PROBLEM TO WORK ON ->
Edit the entries below so that every "dog" becomes "canine", keeping every other part the same.

MATERIAL FOR THIS EXERCISE ->
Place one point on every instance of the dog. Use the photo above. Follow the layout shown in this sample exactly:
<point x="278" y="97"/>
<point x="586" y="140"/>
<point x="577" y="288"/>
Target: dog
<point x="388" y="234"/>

RESPONSE ->
Place one point on every instance of the canine. Use the photo above. Follow the layout shown in this sample exactly:
<point x="278" y="97"/>
<point x="586" y="140"/>
<point x="577" y="288"/>
Target: canine
<point x="388" y="234"/>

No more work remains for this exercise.